PROVIDED RECORDS:
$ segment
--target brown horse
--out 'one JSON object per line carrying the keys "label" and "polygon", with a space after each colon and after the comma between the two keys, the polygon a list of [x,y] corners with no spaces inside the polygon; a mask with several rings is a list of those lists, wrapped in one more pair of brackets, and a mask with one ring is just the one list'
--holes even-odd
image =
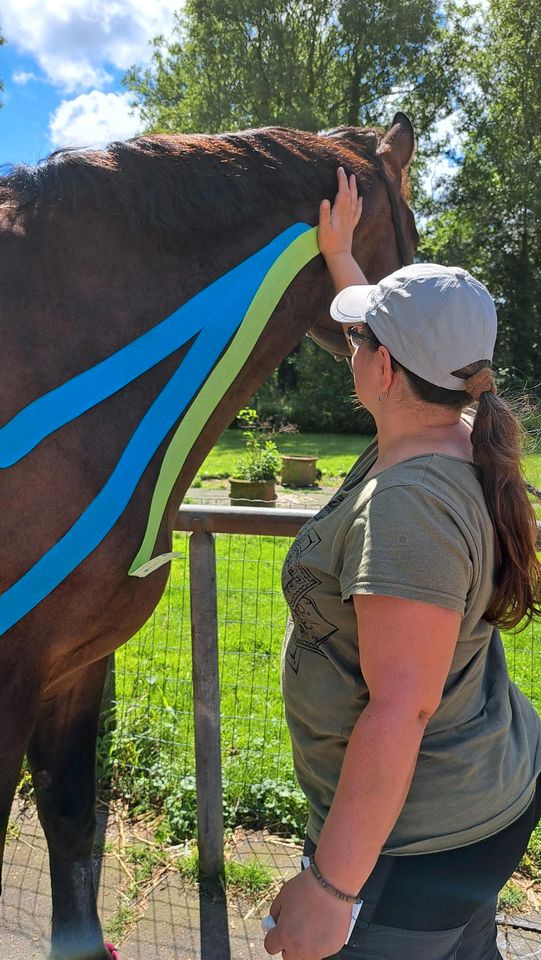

PROBLEM TO WORK ON:
Make a word-for-word copy of the entries, without any pictures.

ANSWER TO THIS TASK:
$ segment
--target brown horse
--out 'one JSON object per line carrying the keys "label" and "polygon", with a space after each colon and after the comma between the two keys, the polygon a list of [x,y] corners with no spaces inside the polygon; a mask with several rings is a list of those lists, wrapped in one more pair of brackets, and a mask with one ring is just the one list'
--holes even-odd
image =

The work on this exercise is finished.